Selected extract.
# How course do I need to grind for french press, cafetiere?



## wilse (Nov 14, 2013)

Hi chaps

As I'm still fairly new to grinding my own beans, can anyone tell me the correct grind for French press/cafetiere?

I have a couple of bags of beans [yes supermarket ones] I won't use for my espresso's anymore [i've seen the light].

I presume it needs to be quite course... or could I do it on the settings I use for espresso, or is this a big no no.

w


----------



## Step21 (Oct 2, 2014)

There is no "correct" grind for French Press. You can use fine grinds. There's a few recent threads addressing this issue.


----------



## correctdose (Nov 16, 2014)

There is no correct grind but common guidance is pretty coarse. Most methods for French press call for 3-4 mins of brew time so needs to be pretty coarse or will get very bitter

What are you grinding on? Whatever it is probably just grind about as coarse as the machine goes and start from there. As and example I use a vario grinder, for French press I go to setting 7 or 8 (out of 9). And on porlex hand grinder when I travel I turn the adjuster screw about as far as it will go without coming off then back 3-4 clicks.

The result looks like posh, coarse rocky sea salt, as opposed to fine table salt or sand (which is about right for pour over and aeropress)

Very difficult to describe, plenty of articles and pictures on Google.


----------

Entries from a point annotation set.
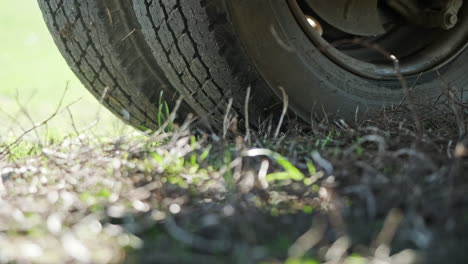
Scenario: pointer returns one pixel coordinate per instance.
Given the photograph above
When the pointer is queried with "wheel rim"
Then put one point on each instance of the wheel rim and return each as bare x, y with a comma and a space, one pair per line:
391, 55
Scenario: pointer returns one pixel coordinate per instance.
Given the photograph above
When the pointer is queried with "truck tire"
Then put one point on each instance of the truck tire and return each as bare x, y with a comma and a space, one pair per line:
102, 43
212, 51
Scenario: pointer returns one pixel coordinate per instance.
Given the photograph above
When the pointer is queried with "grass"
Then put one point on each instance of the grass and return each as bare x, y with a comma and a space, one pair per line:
381, 190
371, 192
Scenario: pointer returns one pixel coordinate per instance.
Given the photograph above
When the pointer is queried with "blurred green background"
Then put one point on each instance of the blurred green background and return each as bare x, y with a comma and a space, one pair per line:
33, 72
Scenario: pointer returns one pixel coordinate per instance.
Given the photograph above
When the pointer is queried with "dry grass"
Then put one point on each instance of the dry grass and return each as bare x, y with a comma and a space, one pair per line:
377, 191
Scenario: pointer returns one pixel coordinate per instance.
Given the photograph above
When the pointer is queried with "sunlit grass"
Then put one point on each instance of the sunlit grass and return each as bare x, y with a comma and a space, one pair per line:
34, 74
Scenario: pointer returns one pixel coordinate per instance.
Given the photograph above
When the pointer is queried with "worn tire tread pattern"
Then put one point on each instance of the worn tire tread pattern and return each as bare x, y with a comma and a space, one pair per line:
106, 50
196, 46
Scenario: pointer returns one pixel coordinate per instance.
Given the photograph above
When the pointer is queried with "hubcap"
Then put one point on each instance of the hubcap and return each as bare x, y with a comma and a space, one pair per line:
370, 51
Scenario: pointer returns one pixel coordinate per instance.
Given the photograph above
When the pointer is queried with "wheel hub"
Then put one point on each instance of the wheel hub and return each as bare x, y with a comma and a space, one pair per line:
363, 17
359, 17
421, 44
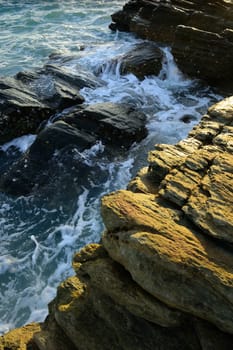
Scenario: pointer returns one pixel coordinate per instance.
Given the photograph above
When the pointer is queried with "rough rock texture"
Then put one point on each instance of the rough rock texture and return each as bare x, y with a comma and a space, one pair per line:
142, 60
30, 98
199, 32
117, 126
162, 277
20, 339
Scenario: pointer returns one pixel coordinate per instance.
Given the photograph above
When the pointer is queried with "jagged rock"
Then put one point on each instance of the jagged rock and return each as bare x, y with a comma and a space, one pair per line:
20, 339
103, 308
200, 34
160, 279
145, 59
167, 258
117, 126
29, 98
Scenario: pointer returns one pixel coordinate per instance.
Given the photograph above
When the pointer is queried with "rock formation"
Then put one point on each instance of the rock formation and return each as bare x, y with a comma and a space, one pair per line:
117, 126
162, 277
200, 34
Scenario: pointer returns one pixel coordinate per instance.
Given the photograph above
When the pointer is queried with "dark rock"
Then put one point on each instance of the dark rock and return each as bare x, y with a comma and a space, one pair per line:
203, 54
117, 125
145, 59
56, 154
200, 34
29, 98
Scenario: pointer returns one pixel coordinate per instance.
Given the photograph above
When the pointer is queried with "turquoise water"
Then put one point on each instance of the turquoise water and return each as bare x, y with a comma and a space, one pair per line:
31, 31
39, 234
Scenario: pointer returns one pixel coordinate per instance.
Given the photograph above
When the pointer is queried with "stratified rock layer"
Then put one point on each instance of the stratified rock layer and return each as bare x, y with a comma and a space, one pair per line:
162, 278
199, 32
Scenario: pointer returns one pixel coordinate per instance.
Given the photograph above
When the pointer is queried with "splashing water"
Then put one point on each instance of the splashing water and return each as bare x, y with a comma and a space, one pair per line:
39, 234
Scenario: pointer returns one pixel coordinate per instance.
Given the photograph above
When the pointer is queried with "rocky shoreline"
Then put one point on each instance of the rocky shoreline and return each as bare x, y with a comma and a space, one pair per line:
200, 34
162, 275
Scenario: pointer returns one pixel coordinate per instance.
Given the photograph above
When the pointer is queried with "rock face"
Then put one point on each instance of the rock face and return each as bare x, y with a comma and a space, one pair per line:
162, 278
200, 33
117, 126
32, 97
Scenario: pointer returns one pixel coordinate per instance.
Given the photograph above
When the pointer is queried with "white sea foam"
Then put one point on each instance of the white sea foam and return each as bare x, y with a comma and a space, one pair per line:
21, 143
39, 236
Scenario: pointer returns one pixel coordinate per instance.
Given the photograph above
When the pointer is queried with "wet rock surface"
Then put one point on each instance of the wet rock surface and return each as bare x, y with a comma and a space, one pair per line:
58, 147
30, 98
162, 277
200, 34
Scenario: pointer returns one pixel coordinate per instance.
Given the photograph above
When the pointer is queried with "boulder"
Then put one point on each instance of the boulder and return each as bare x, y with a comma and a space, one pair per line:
20, 338
200, 34
102, 307
56, 154
142, 60
30, 98
116, 125
162, 277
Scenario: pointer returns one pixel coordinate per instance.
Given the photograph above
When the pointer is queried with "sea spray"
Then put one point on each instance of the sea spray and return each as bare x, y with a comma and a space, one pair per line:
40, 233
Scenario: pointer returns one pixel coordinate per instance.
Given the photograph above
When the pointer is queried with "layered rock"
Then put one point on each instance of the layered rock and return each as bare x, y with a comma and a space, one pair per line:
117, 126
30, 98
142, 60
200, 33
163, 276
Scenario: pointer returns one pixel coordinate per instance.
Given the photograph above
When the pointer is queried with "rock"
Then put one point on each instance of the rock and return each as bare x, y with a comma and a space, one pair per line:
102, 305
56, 153
143, 60
192, 48
20, 339
162, 277
200, 34
117, 125
171, 261
30, 98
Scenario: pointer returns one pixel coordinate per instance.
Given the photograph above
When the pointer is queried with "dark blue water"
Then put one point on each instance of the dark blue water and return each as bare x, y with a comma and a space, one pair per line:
39, 234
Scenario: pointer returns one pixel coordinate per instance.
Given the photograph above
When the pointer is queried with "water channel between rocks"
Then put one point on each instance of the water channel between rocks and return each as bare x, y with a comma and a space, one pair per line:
39, 234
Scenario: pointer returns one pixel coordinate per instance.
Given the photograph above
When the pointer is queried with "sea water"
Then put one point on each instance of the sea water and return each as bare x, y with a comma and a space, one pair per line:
39, 234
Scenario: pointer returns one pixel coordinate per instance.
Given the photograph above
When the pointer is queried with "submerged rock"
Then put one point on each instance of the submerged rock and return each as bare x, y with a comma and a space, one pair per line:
200, 34
162, 278
30, 98
58, 148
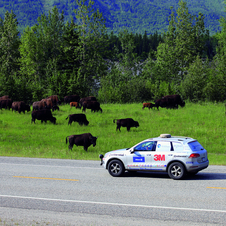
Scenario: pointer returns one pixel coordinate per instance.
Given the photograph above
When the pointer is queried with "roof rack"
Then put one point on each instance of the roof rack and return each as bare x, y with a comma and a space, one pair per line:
165, 135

Problem description. Reproduce the whole thread on French press grind word for word. Rely on the thread alone and set the entries aside.

Correct output.
# How course do I need to grind for french press, cafetiere?



## wilse (Nov 14, 2013)

Hi chaps

As I'm still fairly new to grinding my own beans, can anyone tell me the correct grind for French press/cafetiere?

I have a couple of bags of beans [yes supermarket ones] I won't use for my espresso's anymore [i've seen the light].

I presume it needs to be quite course... or could I do it on the settings I use for espresso, or is this a big no no.

w


----------



## Step21 (Oct 2, 2014)

There is no "correct" grind for French Press. You can use fine grinds. There's a few recent threads addressing this issue.


----------



## correctdose (Nov 16, 2014)

There is no correct grind but common guidance is pretty coarse. Most methods for French press call for 3-4 mins of brew time so needs to be pretty coarse or will get very bitter

What are you grinding on? Whatever it is probably just grind about as coarse as the machine goes and start from there. As and example I use a vario grinder, for French press I go to setting 7 or 8 (out of 9). And on porlex hand grinder when I travel I turn the adjuster screw about as far as it will go without coming off then back 3-4 clicks.

The result looks like posh, coarse rocky sea salt, as opposed to fine table salt or sand (which is about right for pour over and aeropress)

Very difficult to describe, plenty of articles and pictures on Google.


----------